▶ SELECTED TEXT
Additionally we have built new packages for libbgpstream and dependencies, for Ubuntu 22.04 Jammy (as well as Debian Bullseye and Bookworm). We pushed these changes to the libbgpstream github repository and to CAIDA package repository.
RouteViews coordinated with CAIDA staff to update the dependencies in libBGPstream to ensure compatibility with current OS versions. In particular, they fixed the problem with multiple bgpstream warning messages while uploading data, replaced Ubuntu deprecated thread functions with new ones, installed updated Ubuntu 22.04 Jammy bgpstream package.
RouteViews provided an updated list of collectors to CAIDA staff so BGPStream can use those new data sources.
Data Integrity and Quality Controls
Demonstrating use of BGP and traffic datasets to support security research
Before releasing the Anonymized Passive Traces captured from a 100Gbps link, we conducted an internal analysis to identify potential issues and ensure data quality before making it available to researchers. We analyzed the first complete two-way passive trace from the 100Gbps link in 2024, comparing it with similar traces from 10Gbps links in 2014 and 2019, integrating the data with corresponding BGP information.
Our analysis focused on two key trends:
- The concentration of Internet traffic across fewer networks
- The adoption of IPv6
We observed a significant increase in traffic concentration on Tier-1 backbone links, with the top source and destination ASes accounting for 26% and 40% of IPv4 traffic, respectively. The concentration was even more pronounced for IPv6 traffic, where over 90% of traffic originated from a single AS.
Despite this concentration, we found evidence of growing IPv6 adoption, with the number of ASes providing IPv6 transit increasing by approximately 25% over the past decade.

▶ STATED EXERCISE A
Convert the rows below into a JSON list of strings, one string per line with blank lines left out, starting at the line that contains "Place one marker on every instance of the lake" and ending with the line that contains "pixel 410 226", both included.

▶ DATA TO PROCESS
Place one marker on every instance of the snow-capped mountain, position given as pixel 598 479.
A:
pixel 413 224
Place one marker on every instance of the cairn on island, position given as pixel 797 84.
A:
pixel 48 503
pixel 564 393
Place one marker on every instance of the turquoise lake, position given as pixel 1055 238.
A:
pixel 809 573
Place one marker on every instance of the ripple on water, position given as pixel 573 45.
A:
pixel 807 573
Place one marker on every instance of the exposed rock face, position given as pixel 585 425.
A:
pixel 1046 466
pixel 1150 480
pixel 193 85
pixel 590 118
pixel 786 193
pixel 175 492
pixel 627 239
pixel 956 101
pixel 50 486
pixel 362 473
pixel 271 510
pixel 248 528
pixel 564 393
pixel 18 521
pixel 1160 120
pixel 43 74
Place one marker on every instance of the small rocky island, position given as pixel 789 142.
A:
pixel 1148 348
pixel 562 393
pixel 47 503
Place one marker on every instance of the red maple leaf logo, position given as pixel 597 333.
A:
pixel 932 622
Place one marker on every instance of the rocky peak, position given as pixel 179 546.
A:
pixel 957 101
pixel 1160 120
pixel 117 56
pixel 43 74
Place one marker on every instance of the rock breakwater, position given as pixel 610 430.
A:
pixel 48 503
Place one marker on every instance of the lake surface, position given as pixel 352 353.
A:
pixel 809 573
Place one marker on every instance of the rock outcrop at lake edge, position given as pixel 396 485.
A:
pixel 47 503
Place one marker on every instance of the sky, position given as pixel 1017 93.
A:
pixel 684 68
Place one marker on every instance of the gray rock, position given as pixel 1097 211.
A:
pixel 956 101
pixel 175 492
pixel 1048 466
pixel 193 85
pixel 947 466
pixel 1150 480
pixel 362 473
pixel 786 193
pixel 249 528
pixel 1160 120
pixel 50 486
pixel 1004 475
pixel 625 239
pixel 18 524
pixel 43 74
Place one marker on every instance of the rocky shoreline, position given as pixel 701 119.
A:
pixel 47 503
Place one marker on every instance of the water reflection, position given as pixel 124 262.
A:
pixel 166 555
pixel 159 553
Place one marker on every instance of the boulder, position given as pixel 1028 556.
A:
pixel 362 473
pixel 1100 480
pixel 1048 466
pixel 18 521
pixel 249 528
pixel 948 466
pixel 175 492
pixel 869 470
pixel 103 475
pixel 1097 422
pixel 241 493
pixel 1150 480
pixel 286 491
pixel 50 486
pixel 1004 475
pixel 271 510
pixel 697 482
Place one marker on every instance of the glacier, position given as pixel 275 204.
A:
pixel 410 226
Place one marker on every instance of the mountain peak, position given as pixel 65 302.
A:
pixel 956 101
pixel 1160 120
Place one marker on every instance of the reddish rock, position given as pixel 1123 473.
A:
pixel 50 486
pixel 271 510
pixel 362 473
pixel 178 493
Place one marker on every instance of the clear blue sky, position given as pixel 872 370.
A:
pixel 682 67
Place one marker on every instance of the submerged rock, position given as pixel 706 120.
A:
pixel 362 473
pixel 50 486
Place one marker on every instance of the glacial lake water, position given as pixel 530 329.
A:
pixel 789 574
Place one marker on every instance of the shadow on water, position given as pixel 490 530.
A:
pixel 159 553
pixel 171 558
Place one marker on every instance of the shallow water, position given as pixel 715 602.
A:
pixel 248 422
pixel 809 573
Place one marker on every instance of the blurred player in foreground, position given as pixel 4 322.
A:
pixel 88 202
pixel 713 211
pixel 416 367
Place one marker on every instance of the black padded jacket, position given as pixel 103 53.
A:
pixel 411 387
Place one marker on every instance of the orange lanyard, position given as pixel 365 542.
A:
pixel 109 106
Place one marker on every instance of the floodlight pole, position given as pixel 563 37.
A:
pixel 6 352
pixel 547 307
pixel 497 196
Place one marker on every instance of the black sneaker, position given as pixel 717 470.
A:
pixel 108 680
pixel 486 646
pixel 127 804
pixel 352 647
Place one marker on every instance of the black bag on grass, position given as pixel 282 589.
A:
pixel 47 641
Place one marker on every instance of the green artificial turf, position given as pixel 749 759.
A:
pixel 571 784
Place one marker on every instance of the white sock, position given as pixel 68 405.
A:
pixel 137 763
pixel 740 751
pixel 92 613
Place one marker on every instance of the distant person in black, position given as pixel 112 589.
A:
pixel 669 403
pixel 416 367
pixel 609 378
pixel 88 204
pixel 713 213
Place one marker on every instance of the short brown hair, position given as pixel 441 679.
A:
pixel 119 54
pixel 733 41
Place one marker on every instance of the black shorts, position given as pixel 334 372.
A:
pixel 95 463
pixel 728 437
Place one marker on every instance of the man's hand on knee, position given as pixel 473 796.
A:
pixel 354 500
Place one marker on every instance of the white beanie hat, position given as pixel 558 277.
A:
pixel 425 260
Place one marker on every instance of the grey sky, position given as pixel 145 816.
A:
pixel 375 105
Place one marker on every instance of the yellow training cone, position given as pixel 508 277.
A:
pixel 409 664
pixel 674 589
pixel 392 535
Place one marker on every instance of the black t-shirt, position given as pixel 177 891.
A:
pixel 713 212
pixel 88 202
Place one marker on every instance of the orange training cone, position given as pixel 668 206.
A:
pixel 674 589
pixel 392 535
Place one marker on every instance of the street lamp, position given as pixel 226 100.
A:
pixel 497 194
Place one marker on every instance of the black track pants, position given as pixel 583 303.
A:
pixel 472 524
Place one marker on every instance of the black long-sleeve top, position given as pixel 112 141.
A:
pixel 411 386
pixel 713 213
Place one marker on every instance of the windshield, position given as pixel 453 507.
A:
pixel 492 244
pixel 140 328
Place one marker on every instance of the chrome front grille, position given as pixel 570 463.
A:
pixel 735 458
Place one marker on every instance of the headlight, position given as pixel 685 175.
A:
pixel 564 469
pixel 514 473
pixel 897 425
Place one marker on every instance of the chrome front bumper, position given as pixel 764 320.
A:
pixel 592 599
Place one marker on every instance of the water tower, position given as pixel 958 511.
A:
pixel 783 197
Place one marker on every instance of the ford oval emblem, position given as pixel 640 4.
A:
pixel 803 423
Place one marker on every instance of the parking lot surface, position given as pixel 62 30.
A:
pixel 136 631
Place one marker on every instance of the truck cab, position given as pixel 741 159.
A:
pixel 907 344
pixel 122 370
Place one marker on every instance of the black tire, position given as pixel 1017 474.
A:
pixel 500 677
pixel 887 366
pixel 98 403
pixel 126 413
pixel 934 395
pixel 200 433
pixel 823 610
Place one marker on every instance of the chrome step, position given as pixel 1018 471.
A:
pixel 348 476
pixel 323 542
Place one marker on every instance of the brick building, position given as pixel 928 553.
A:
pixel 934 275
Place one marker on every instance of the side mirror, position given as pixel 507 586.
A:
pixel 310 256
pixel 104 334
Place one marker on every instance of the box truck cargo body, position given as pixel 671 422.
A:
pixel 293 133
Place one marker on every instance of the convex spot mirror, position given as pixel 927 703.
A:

▶ STATED EXERCISE B
Write out the whole text on BGP data and passive traces word for word.

▶ RESULT A
[
  "Place one marker on every instance of the lake surface, position given as pixel 352 353.",
  "A:",
  "pixel 809 573",
  "Place one marker on every instance of the rock outcrop at lake edge, position given as pixel 396 485.",
  "A:",
  "pixel 47 503",
  "Place one marker on every instance of the sky, position given as pixel 1017 93.",
  "A:",
  "pixel 684 68",
  "Place one marker on every instance of the gray rock, position given as pixel 1097 211.",
  "A:",
  "pixel 956 101",
  "pixel 175 492",
  "pixel 1048 466",
  "pixel 193 85",
  "pixel 947 466",
  "pixel 1150 480",
  "pixel 362 473",
  "pixel 786 193",
  "pixel 249 528",
  "pixel 1160 120",
  "pixel 50 486",
  "pixel 1004 475",
  "pixel 625 239",
  "pixel 18 524",
  "pixel 43 74",
  "Place one marker on every instance of the rocky shoreline, position given as pixel 701 119.",
  "A:",
  "pixel 47 503",
  "Place one marker on every instance of the water reflection, position given as pixel 124 262.",
  "A:",
  "pixel 166 555",
  "pixel 159 553",
  "Place one marker on every instance of the boulder, position given as pixel 1028 556.",
  "A:",
  "pixel 362 473",
  "pixel 1100 480",
  "pixel 1048 466",
  "pixel 18 521",
  "pixel 249 528",
  "pixel 948 466",
  "pixel 175 492",
  "pixel 869 470",
  "pixel 103 475",
  "pixel 1097 422",
  "pixel 241 493",
  "pixel 1150 480",
  "pixel 286 491",
  "pixel 50 486",
  "pixel 1004 475",
  "pixel 271 510",
  "pixel 697 482",
  "Place one marker on every instance of the glacier, position given as pixel 275 204.",
  "A:",
  "pixel 410 226"
]

▶ RESULT B
Additionally we have built new packages for libbgpstream and dependencies, for Ubuntu 22.04 Jammy (as well as Debian Bullseye and Bookworm). We pushed these changes to the libbgpstream github repository and to CAIDA package repository.
RouteViews coordinated with CAIDA staff to update the dependencies in libBGPstream to ensure compatibility with current OS versions. In particular, they fixed the problem with multiple bgpstream warning messages while uploading data, replaced Ubuntu deprecated thread functions with new ones, installed updated Ubuntu 22.04 Jammy bgpstream package.
RouteViews provided an updated list of collectors to CAIDA staff so BGPStream can use those new data sources.
Data Integrity and Quality Controls
Demonstrating use of BGP and traffic datasets to support security research
Before releasing the Anonymized Passive Traces captured from a 100Gbps link, we conducted an internal analysis to identify potential issues and ensure data quality before making it available to researchers. We analyzed the first complete two-way passive trace from the 100Gbps link in 2024, comparing it with similar traces from 10Gbps links in 2014 and 2019, integrating the data with corresponding BGP information.
Our analysis focused on two key trends:
- The concentration of Internet traffic across fewer networks
- The adoption of IPv6
We observed a significant increase in traffic concentration on Tier-1 backbone links, with the top source and destination ASes accounting for 26% and 40% of IPv4 traffic, respectively. The concentration was even more pronounced for IPv6 traffic, where over 90% of traffic originated from a single AS.
Despite this concentration, we found evidence of growing IPv6 adoption, with the number of ASes providing IPv6 transit increasing by approximately 25% over the past decade.